Document segment >>
= = =

The Gap Model: Standards, Actual Conditions, and the Birth of a Problem
Learning Objectives
- Define what constitutes a “problem” within the Lean and Kobetsu Kaizen framework using the Gap Model.
- Distinguish between a standard (specified condition) and an actual condition on the shop floor.
- Explain how the gap between standard and actual condition gives birth to a problem worth solving.
- Apply the Gap Model to identify and frame real problems in a production environment.
- Recognize why a problem cannot exist — or be solved — without a clearly defined standard.
It is 6:45 on a Monday morning. The line supervisor at a mid-size automotive components plant walks onto the floor and notices that one of the assembly stations has been producing slightly oversized parts since the end of the previous shift. Operators have been compensating manually, adjusting fixtures by feel, and the output looks acceptable to the naked eye. No alarm has been raised. No ticket has been written. To most people on the floor, there is no problem — the line is running and parts are shipping. But there is a problem, and it has been invisible for one specific reason: nobody paused to ask, “What is the standard here, and are we meeting it?” This is precisely the situation the Gap Model is designed to prevent — and to resolve.
What Is a Problem, Really? The Lean Definition
In everyday language, people use the word “problem” loosely. A problem might mean an argument, a delay, a breakdown, or simply something that feels uncomfortable. In a Lean and Kobetsu Kaizen context, however, the definition is precise and operational: a problem is the gap between a defined standard (the specified condition) and the actual condition being observed.
This definition has profound implications. It means that without a standard, there can be no problem — only noise, opinion, and frustration. A standard might be a cycle time target, a defect rate, an OEE threshold, a safety protocol, or a delivery frequency. Once that standard exists and is understood, any deviation from it immediately becomes a problem that demands structured attention.
This is the foundation of structured problem solving in Kobetsu Kaizen. As outlined in the Kaizen Board methodology, Step 1 — Problem Selection — asks the essential question: “Which problem should we work on?” But you can only answer that question meaningfully if you first know what your standards are, and where reality falls short of them. The gap between specified condition and actual condition is not just a starting point — it is the very definition of the problem itself.
It is worth noting that in the Kobetsu Kaizen framework, problems are not random events to be patched. They are chronic losses — recurring, measurable deviations that accumulate over time and erode performance across quality, cost, delivery, safety, and motivation (QCDSM). Recognizing this changes how plant managers and team leaders approach their daily work: instead of firefighting, they learn to see, frame, and attack the root causes of persistent gaps.
The Gap Model: Anatomy of a Problem
The Gap Model can be visualized simply: at the top sits the standard — the target, the norm, the specified condition that defines what “good” looks like. At the bottom sits the actual condition — the measurable reality of what is happening right now. The vertical distance between these two levels is the gap, and the gap is the problem.

= = =

Material to process >>
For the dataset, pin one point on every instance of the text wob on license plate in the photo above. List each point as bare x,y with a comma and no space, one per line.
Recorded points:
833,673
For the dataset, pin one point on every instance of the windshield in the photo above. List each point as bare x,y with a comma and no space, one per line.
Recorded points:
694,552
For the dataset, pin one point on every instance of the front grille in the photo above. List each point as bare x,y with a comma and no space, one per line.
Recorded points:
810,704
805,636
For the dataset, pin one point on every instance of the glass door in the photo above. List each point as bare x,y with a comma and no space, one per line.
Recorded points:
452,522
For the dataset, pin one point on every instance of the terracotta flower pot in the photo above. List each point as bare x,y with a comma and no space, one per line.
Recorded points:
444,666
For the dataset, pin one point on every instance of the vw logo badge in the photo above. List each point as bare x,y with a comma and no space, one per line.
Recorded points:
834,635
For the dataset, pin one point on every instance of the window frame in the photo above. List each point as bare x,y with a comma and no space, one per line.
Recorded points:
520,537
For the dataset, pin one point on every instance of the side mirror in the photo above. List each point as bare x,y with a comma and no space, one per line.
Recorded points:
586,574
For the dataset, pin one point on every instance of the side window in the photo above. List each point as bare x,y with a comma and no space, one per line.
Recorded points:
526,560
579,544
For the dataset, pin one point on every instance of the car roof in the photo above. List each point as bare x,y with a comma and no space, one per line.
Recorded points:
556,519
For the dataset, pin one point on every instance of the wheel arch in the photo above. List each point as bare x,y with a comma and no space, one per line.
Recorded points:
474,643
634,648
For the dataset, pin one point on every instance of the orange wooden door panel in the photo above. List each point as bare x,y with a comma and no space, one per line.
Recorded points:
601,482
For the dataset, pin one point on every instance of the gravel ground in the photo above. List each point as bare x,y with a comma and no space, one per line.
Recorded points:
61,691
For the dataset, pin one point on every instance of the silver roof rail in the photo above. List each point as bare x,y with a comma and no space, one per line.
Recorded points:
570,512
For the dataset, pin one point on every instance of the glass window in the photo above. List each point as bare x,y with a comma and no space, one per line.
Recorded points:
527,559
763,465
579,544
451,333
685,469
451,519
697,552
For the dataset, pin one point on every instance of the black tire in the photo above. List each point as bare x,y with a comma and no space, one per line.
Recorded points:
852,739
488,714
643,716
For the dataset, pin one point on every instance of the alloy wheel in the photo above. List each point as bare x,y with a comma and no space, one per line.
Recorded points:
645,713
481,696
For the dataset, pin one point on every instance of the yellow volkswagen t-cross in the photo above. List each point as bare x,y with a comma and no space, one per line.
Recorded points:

= = =

Goal 1 >>
Locate each line of the listing that contains the string "side", treating uppercase and lowercase as distinct, and copy those lines.
Goal 2 >>
Carry the text on the Gap Model forward from its final sentence.

Final result 1 >>
For the dataset, pin one point on every instance of the side mirror in the photo above. List each point as bare x,y with a comma and no space, one per line.
For the dataset, pin one point on every instance of the side window in the photo above. List each point as bare x,y with a comma and no space, one per line.

Final result 2 >>
This model is embedded throughout the Kobetsu Kaizen process. In Step 2 — Problem Representation — the task is explicitly to understand the current situation: What is the problem? Where does the emphasis lie? Who experiences it? How frequently does it occur? These questions cannot be answered without first anchoring the analysis to a standard. The comparison of specified condition with actual condition is the compass that orients all subsequent analysis.
Three elements define the Gap Model in practice:
- The Standard (Specified Condition): A quantified, agreed-upon target. This could be a process parameter, a quality spec, an output rate, or a safety rule. Without this, the gap cannot be measured.
- The Actual Condition: What is currently being observed and measured at the gemba — the place where the work is done and value is created. Data, not assumptions, define this level.
- The Gap: The quantified difference between standard and actual. This gap drives Step 3 — Set Targets — where the team defines what “zero gap” would look like and sets SMART goals: Specific, Measurable, Attractive, Realistic, and Time-limited.
A critical insight from this model is directional: the gap always points downward from standard to reality. This means the standard is aspirational — it represents the designed intent of the process. In Kobetsu Kaizen, targets are oriented toward zero: zero errors, zero defects, zero accidents. This “orientation on zero” is not idealism; it is the logical consequence of taking the Gap Model seriously. If a standard exists, any deviation is unacceptable by definition, and the goal is always to close the gap completely.
Practical Example: Identifying the Gap at Prestige Stampings S.r.l.
Consider Prestige Stampings S.r.l., a fictional manufacturer of metal brackets for the white goods industry. Their press line has a documented OEE standard of 78%. Over the past three months, actual OEE has averaged 61%. The gap is 17 percentage points — and it is consistent, not a one-off event. This makes it a chronic loss, exactly the type of problem that Kobetsu Kaizen is designed to address.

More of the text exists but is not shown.